──────── GIVEN RECORDS
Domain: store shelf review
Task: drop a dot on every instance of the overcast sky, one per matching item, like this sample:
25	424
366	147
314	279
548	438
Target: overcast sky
────────────────
• **PROBLEM TO WORK ON**:
Render each line of the rows above as a JSON list of strings, with one string per line and blank lines omitted.

• **TASK SOLUTION**:
[
  "Domain: store shelf review",
  "Task: drop a dot on every instance of the overcast sky, one per matching item, like this sample:",
  "25\t424",
  "366\t147",
  "314\t279",
  "548\t438",
  "Target: overcast sky"
]